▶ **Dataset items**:
######

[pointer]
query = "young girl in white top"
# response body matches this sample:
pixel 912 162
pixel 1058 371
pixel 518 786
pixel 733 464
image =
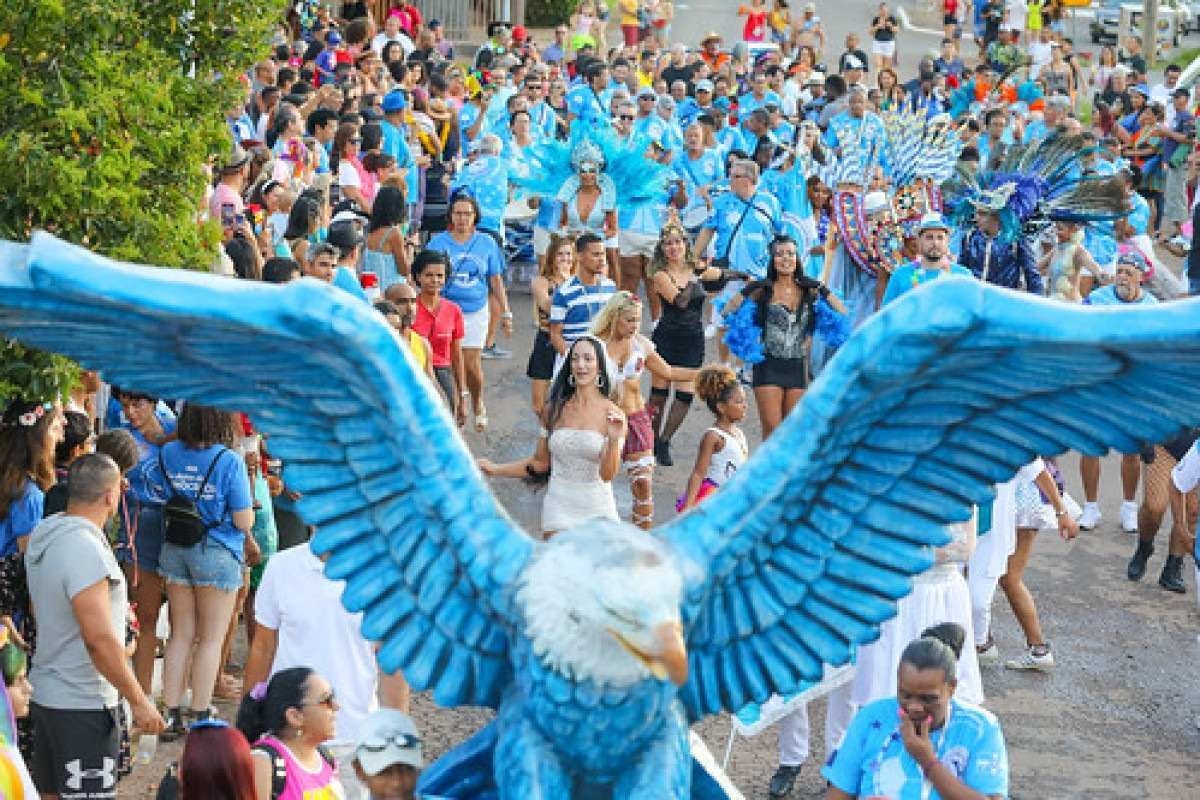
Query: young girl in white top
pixel 723 449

######

▶ **What to produce**:
Transcribe exactly the span of lines that opens with the line holding "pixel 733 464" and closes with the last line of the entries above. Omit pictures.

▶ **Reply**:
pixel 733 464
image =
Query: young girl in white top
pixel 723 449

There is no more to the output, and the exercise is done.